On the good news front, school is going well and I haven't had anything go terribly wrong lately. The weather's been great, money's not so tight, I've started rebuilding the South fence, and my CD collection is growing.

On the bad news front, I'm having a wisdom tooth removed next Friday. I'm... uh... nervous. Actually, when I think about it, I can feel the hysteria rising like a big, stinky burp after eating Thai food and drinking a Coke. I guess that "scared" is a better word than "nervous." I am not so much afraid of pain, since I'll be numbed into oblivion. What worries me is how I will react to the prying and pulling and cracking, and the squeal of the root on my jaw bone as they pull it out, and the popping of each little capillary as it breaks from the root. I'm afraid I'll fight with them or try to get away. However, they have given me tranquilizers, so that should be fun. Even better, the day after that I have a birthday party to go to. Once again, Michelle is trying to get me to meet Darrin. I can see it now. Me, swollen and bruised, mumbling through painkillers, possibly drooling. That should impress him.

Thursday, August 18, 2005

Slip of the tongue? Or a deliberate hint?

Yesterday during our vendor meeting, our controller introduced me to the vendor as the Senior Accounts Payable Specialist. My title in my current position is, in fact, just plain old Accounts Payable Specialist. I do know that our thick-as-a-plank Accounts Payable Supervisor will be demoted to Accounts Payable Specialist when I move up to my Staff Accountant position, and I suspect that my replacement will be titled Senior Accounts Payable Specialist. Our controller, however, is not given to accidentally letting things slip, so I'm wondering if that was a subtle, deliberate hint at what is to come in this department.

Speaking of which, they have yet to find a replacement for me. Argh. Argh, I say! I want my new job now! Actually, I have my new job now, and I am trying to keep up with both jobs. I want out of my old job now so that I can focus on my new job, but Thick-as-a-plank over there wouldn't be able to do any of this desk's work, so I 'm currently stuck.

Argh again.

Wednesday, August 17, 2005

No, I don't ride the short bus.

Ever have one of those days where you wake up feeling well rested, you have a good hair day, your clothes fit, you go to work and have a reasonable time of it, the commute doesn't suck totally, and then you get home at the end of the day and you find that in the 10 hours you were out of your house, a new, gigantic white pimple came up and you didn't even feel it? Do you find yourself realizing that was that was the reason that your cow-orker's eyes kept slipping down to your chin while they spoke to you? That the look in their eyes wasn't stress from work, but from wanting to escape the hideousness erupting on your face? That the people who like you did their best not to look at it because they didn't want to embarass you, but the people who don't like you didn't want to give it away and spoil the fun?

Yeah, me too. That was yesterday.

Today, I managed to draw all over my white shirt with a red pen without noticing, and I have a meeting with a vendor this afternoon. I can see it now... "No, ma'am, I'm not retarded, I am just shockingly unaware of what my hands are doing when I'm not looking at them as they hold an uncapped red marker and apparently flail around wildly." It's going to be great. Maybe I should take a Chonga Bagel into the meeting with me so that I can get poppy seeds stuck in my teeth and cream cheese on my lips and under my nails and grease on the table top to complete the first impression.

----------------

• DIRECTIONS:
Write out the blog excerpt again, starting at "No, I don't" and ending at "spoil the fun?", and change "pimple" to "blemish".

• DATA SHOWN:

----------------

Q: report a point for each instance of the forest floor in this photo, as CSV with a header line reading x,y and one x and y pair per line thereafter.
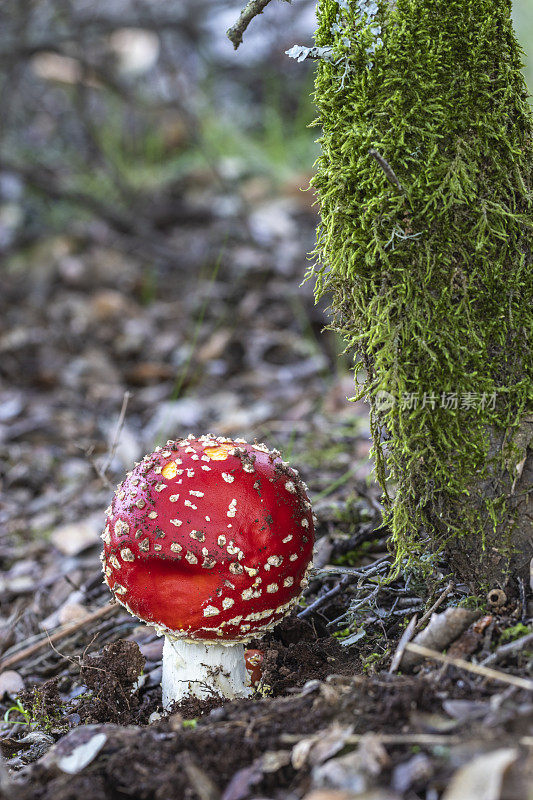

----------------

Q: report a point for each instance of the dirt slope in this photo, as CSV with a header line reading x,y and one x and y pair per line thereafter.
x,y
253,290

----------------

• REPLY:
No, I don't ride the short bus.

Ever have one of those days where you wake up feeling well rested, you have a good hair day, your clothes fit, you go to work and have a reasonable time of it, the commute doesn't suck totally, and then you get home at the end of the day and you find that in the 10 hours you were out of your house, a new, gigantic white blemish came up and you didn't even feel it? Do you find yourself realizing that was that was the reason that your cow-orker's eyes kept slipping down to your chin while they spoke to you? That the look in their eyes wasn't stress from work, but from wanting to escape the hideousness erupting on your face? That the people who like you did their best not to look at it because they didn't want to embarass you, but the people who don't like you didn't want to give it away and spoil the fun?